** begin **
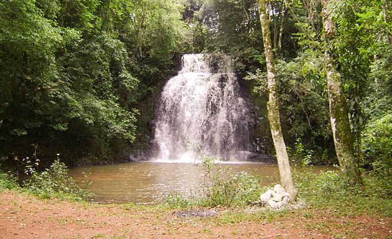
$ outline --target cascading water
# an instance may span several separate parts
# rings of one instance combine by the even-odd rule
[[[155,121],[155,158],[193,162],[199,156],[243,160],[249,150],[248,107],[231,61],[187,54],[163,88]]]

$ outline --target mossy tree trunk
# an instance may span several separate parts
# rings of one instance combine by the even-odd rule
[[[322,0],[324,40],[327,46],[325,61],[331,126],[341,170],[351,184],[362,183],[361,174],[354,154],[354,137],[350,128],[346,97],[343,92],[340,74],[337,70],[332,57],[333,44],[331,41],[336,34],[336,27],[328,8],[331,1]]]
[[[296,199],[298,192],[294,187],[291,170],[289,162],[289,157],[286,149],[286,144],[282,134],[282,127],[279,112],[279,98],[277,87],[275,79],[275,68],[273,63],[273,53],[270,31],[270,21],[267,16],[266,0],[259,0],[259,14],[263,31],[263,39],[264,43],[264,52],[266,55],[268,81],[269,101],[268,119],[270,121],[271,133],[273,144],[276,151],[276,157],[280,174],[280,182],[286,191],[290,194],[292,201]]]

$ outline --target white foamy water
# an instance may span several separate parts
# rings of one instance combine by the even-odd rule
[[[181,70],[164,87],[155,121],[156,160],[241,159],[237,152],[248,150],[250,113],[231,61],[207,58],[184,55]]]

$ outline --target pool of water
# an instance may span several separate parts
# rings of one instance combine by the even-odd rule
[[[279,181],[277,165],[257,163],[222,162],[233,172],[245,171],[260,176],[263,183]],[[327,169],[309,167],[312,171]],[[171,193],[199,194],[206,183],[200,164],[144,161],[104,166],[78,167],[70,174],[84,190],[95,194],[91,200],[102,203],[148,203],[162,200]]]

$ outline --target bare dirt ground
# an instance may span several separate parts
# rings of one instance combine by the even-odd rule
** end **
__OBJECTIVE__. Extract every one of the lines above and reproduce them verbatim, leaving out the pictures.

__RESULT OF THE EXERCISE__.
$ outline --target cascading water
# an instance may span several separate parts
# rings of one instance combine by the even-odd rule
[[[155,121],[155,158],[193,162],[199,156],[243,160],[249,150],[248,107],[231,61],[187,54],[163,88]]]

$ outline --target mossy tree trunk
# an instance may span several separate parts
# rings of one instance combine by the even-odd rule
[[[322,0],[324,40],[327,46],[325,61],[331,126],[341,170],[351,184],[362,183],[361,174],[354,154],[354,137],[350,128],[346,97],[343,92],[340,74],[337,70],[332,57],[333,44],[331,41],[336,34],[336,27],[328,8],[331,1]]]
[[[296,199],[298,192],[294,187],[291,170],[289,162],[289,157],[286,149],[286,144],[282,134],[282,127],[279,112],[279,98],[277,87],[275,79],[275,68],[273,63],[273,53],[270,31],[270,21],[267,16],[266,0],[259,0],[259,14],[263,31],[263,39],[264,43],[264,52],[266,55],[268,81],[269,101],[268,119],[270,121],[271,133],[273,144],[276,151],[276,157],[280,174],[280,182],[286,191],[290,194],[292,201]]]

$ outline --target white foamy water
# an instance may span several separate parts
# rings of one instance combine by the even-odd rule
[[[181,70],[164,87],[155,121],[156,160],[241,159],[237,152],[248,150],[250,113],[231,61],[207,58],[184,55]]]

$ outline --target pool of water
# an instance may span several separate parts
# rings of one instance combine by the even-odd rule
[[[279,181],[277,165],[257,163],[222,162],[233,172],[245,171],[260,176],[263,183]],[[327,169],[309,167],[312,171]],[[171,193],[199,194],[206,183],[200,164],[144,161],[104,166],[78,167],[70,174],[84,190],[95,194],[91,200],[102,203],[148,203],[162,200]]]

$ outline --target bare dirt ground
# an instance may span several separate parts
# rings of one instance combine by the even-odd rule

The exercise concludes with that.